• **TO DO**:
Repeat all the records exactly, omitting pictures.

RECORDS PROVIDED START

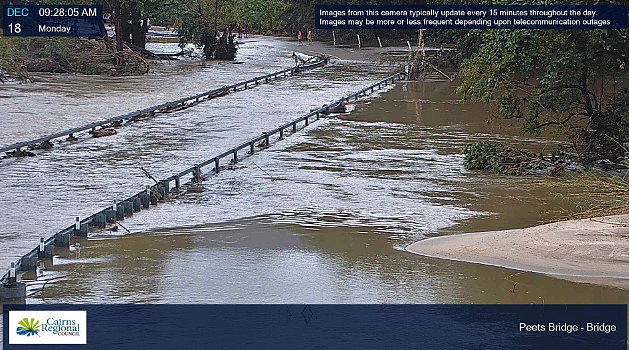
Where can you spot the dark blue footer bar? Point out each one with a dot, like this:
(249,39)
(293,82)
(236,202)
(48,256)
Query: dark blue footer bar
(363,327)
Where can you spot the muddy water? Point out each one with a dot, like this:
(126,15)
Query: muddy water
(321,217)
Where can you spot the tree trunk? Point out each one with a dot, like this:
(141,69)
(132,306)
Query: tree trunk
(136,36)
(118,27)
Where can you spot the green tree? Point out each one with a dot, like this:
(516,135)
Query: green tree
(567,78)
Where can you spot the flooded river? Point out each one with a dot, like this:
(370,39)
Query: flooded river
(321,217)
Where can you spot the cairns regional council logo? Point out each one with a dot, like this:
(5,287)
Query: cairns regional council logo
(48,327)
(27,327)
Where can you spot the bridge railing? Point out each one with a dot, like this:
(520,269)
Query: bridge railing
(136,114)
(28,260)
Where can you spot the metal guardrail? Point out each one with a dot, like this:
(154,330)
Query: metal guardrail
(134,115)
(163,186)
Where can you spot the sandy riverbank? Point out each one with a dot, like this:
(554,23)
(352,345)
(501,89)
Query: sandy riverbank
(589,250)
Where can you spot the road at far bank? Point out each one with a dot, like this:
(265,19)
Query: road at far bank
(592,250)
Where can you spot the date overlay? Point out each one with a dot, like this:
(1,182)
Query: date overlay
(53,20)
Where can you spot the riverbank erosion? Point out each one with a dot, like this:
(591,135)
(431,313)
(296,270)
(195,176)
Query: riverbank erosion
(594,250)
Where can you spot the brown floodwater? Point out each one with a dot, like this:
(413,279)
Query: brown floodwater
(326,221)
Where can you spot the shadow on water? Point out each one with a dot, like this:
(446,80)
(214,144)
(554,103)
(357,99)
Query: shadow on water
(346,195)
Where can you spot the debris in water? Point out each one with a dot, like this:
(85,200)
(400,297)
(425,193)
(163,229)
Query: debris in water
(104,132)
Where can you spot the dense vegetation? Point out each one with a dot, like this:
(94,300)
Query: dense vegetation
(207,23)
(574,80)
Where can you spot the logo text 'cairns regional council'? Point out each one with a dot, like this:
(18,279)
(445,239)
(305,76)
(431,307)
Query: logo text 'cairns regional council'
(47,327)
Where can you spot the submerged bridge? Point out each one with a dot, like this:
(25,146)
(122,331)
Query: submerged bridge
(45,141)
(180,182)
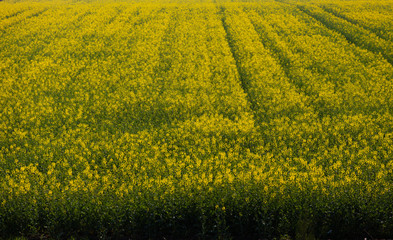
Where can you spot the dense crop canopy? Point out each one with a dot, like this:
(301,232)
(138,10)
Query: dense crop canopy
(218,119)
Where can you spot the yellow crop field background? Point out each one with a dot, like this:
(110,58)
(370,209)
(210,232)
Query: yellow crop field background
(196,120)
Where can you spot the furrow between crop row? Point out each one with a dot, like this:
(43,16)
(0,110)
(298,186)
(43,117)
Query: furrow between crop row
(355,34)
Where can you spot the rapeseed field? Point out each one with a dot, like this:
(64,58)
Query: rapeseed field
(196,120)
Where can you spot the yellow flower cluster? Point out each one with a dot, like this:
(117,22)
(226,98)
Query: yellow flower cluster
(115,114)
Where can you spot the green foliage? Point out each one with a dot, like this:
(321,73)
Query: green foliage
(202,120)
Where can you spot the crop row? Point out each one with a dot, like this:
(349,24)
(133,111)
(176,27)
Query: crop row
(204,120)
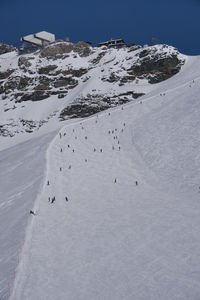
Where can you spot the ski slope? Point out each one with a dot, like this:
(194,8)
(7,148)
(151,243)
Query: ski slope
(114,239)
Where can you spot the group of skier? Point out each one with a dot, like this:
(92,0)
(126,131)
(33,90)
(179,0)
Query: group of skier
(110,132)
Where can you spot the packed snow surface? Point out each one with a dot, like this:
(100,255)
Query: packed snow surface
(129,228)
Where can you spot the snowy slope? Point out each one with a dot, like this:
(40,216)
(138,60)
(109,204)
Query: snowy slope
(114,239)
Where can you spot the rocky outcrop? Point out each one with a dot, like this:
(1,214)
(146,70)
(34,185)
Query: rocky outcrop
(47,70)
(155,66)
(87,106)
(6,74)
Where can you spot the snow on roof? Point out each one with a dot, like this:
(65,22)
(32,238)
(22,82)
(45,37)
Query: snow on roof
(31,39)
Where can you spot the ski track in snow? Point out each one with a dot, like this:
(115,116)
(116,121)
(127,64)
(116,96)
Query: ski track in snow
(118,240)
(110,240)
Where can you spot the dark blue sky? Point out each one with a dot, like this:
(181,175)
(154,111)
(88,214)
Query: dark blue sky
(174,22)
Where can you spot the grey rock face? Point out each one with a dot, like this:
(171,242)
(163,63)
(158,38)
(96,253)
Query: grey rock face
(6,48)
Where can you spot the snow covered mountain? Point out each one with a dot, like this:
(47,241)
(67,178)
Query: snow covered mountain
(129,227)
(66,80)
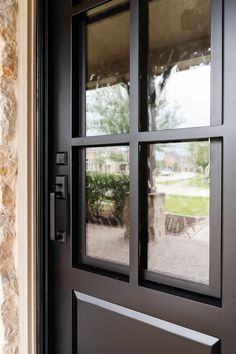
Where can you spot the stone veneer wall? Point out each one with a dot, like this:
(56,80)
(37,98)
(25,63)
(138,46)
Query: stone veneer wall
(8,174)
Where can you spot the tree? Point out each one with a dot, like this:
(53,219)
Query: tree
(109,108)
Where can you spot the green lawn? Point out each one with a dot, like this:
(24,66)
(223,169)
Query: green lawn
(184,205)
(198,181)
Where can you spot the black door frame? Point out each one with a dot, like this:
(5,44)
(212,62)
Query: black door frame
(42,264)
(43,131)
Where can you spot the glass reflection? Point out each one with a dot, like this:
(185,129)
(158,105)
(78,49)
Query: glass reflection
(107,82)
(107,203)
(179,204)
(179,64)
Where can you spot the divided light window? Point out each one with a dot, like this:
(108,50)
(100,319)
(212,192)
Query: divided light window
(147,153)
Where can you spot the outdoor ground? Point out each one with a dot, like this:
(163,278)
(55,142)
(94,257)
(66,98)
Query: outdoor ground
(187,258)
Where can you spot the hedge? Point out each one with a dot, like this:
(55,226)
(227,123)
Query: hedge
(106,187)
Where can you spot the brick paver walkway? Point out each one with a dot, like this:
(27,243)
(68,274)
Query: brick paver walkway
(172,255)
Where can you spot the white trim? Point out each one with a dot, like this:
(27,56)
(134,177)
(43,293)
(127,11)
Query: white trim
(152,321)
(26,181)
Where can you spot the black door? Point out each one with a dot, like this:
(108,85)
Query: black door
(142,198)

RECORDS PROVIDED END

• **ANSWER TO THE EXERCISE**:
Where can you spot the dark blue footer bar? Point out each one with a dot, like this:
(249,39)
(293,82)
(236,202)
(48,256)
Query: dark blue footer bar
(363,327)
Where can you spot the muddy water? Point out each one with a dot, like this:
(126,15)
Query: muddy water
(321,217)
Where can you spot the tree trunk? Point out each one with a dot, like this:
(141,69)
(132,306)
Query: tree trunk
(136,36)
(118,27)
Where can you spot the green tree? Point out each one with a dot, like this:
(516,135)
Query: green tree
(567,78)
Where can you spot the flooded river? Point out each one with a dot, like this:
(370,39)
Query: flooded river
(321,217)
Where can you spot the cairns regional council logo? Point out each one with a dot, like this:
(5,287)
Query: cairns regional council logo
(48,327)
(27,327)
Where can you spot the bridge railing? Point out each one with a dot, like this:
(520,269)
Query: bridge railing
(136,114)
(28,260)
Where can you spot the metal guardrail? Point out each one with a dot, like this:
(154,330)
Query: metal guardrail
(134,115)
(163,186)
Where can you spot the sandy riverbank? Point out each one with a dot, like this:
(554,23)
(352,345)
(501,89)
Query: sandy riverbank
(589,250)
Where can you spot the road at far bank? Point out each one with a dot, like this:
(265,19)
Query: road at far bank
(592,250)
Where can you spot the date overlay? Point out each one with a dot, like this:
(1,182)
Query: date overlay
(53,20)
Where can you spot the riverbank erosion? Point out each one with a dot, like this:
(591,135)
(431,313)
(296,270)
(195,176)
Query: riverbank erosion
(594,250)
Where can you spot the brown floodwater? Point out each one with a dot, like this:
(413,279)
Query: brown floodwater
(326,221)
Where can you spot the shadow on water? Point out each one with a dot, like this:
(446,80)
(214,144)
(554,103)
(357,99)
Query: shadow on water
(346,195)
Where can you spot the debris in water? Point out each one with a dot, like this:
(85,200)
(400,297)
(425,193)
(163,229)
Query: debris in water
(104,132)
Where can you spot the dense vegetation? Point out each one with a dot, like this:
(94,300)
Query: dense vegetation
(207,23)
(574,80)
Where can you spot the logo text 'cairns regional council'? Point out each one with a dot, like this:
(18,279)
(445,239)
(305,76)
(431,307)
Query: logo text 'cairns regional council'
(47,327)
Where can you spot the submerged bridge? Point out each one with a dot, like this:
(25,146)
(122,331)
Query: submerged bridge
(45,141)
(180,182)
Where can you spot the dense crop canopy? Point out each one with a dot, like this:
(301,232)
(138,10)
Query: dense crop canopy
(218,119)
Where can you spot the yellow crop field background? Point out each one with a dot, like this:
(110,58)
(370,209)
(210,232)
Query: yellow crop field background
(196,120)
Where can you spot the furrow between crop row? Point out each one with a dot, like this:
(43,16)
(0,110)
(298,186)
(43,117)
Query: furrow between crop row
(355,34)
Where can you spot the rapeseed field? Point out each one with a dot, like this:
(64,58)
Query: rapeseed field
(196,120)
Where can you spot the yellow flower cluster? Point out each one with a dot, like this:
(117,22)
(226,98)
Query: yellow flower cluster
(115,114)
Where can you spot the green foliage? Point out each one with a dot, like this:
(321,73)
Query: green foliage
(202,120)
Where can you spot the crop row? Point out each one with a dot, like this:
(349,24)
(133,111)
(176,27)
Query: crop row
(204,120)
Where can you spot the ski slope? Point out each one with a dot, like this:
(194,8)
(7,148)
(151,243)
Query: ski slope
(114,239)
Where can you spot the group of skier? Point out each one with a dot, like this:
(92,0)
(126,131)
(33,90)
(179,0)
Query: group of skier
(110,132)
Where can you spot the packed snow surface? Point out each one with a dot, like this:
(100,255)
Query: packed snow surface
(129,228)
Where can you spot the snowy slope? Point out each one with a dot, like this:
(40,216)
(138,60)
(109,204)
Query: snowy slope
(114,239)
Where can you spot the rocky outcrop? Point out each one with a dot, like this:
(1,214)
(146,70)
(34,185)
Query: rocky outcrop
(47,70)
(155,66)
(87,106)
(6,74)
Where can you spot the snow on roof? Point out each one with a dot, like this:
(65,22)
(32,238)
(22,82)
(45,37)
Query: snow on roof
(31,39)
Where can you spot the ski track in snow? Point out each one with a dot, like this:
(115,116)
(116,121)
(127,64)
(116,96)
Query: ski track in snow
(118,240)
(110,240)
Where can you spot the dark blue sky? Point out each one with a dot, like this:
(181,175)
(154,111)
(88,214)
Query: dark blue sky
(174,22)
Where can you spot the grey rock face? Point out each one with a dot, like this:
(171,242)
(163,63)
(158,38)
(96,253)
Query: grey rock face
(6,48)
Where can you spot the snow covered mountain? Point out each one with a dot, like this:
(47,241)
(67,178)
Query: snow covered mountain
(129,227)
(66,80)
Where can you spot the stone veneer wall? Point out each one with a dot, like this:
(56,80)
(37,98)
(25,63)
(138,46)
Query: stone veneer wall
(8,174)
Where can you spot the tree? Point out each one with a dot, like this:
(53,219)
Query: tree
(109,108)
Where can you spot the green lawn? Point out each one with a dot, like this:
(24,66)
(223,169)
Query: green lawn
(184,205)
(198,181)
Where can you spot the black door frame? Point out each one with a dot, like this:
(5,44)
(212,62)
Query: black door frame
(42,264)
(43,131)
Where can you spot the glass reflection? Point out each one with a dot, like this:
(185,129)
(158,105)
(78,49)
Query: glass reflection
(107,82)
(107,203)
(179,204)
(179,64)
Where can you spot the divided light window? Point out each one with a dot, like this:
(108,50)
(100,319)
(212,192)
Query: divided light window
(147,153)
Where can you spot the outdoor ground? Point out each one with a dot, like this:
(163,278)
(55,142)
(94,257)
(66,98)
Query: outdoor ground
(187,258)
Where can you spot the hedge? Point out each one with a dot, like this:
(55,226)
(227,123)
Query: hedge
(106,187)
Where can you spot the brick paver walkway? Point out each one with a dot, like this:
(27,243)
(68,274)
Query: brick paver walkway
(172,255)
Where can you spot the white trim? Point out each one with a dot, like this:
(27,56)
(134,177)
(43,293)
(127,11)
Query: white trim
(152,321)
(26,181)
Where can you spot the black door? Point out each one with a dot, like this:
(108,85)
Query: black door
(142,198)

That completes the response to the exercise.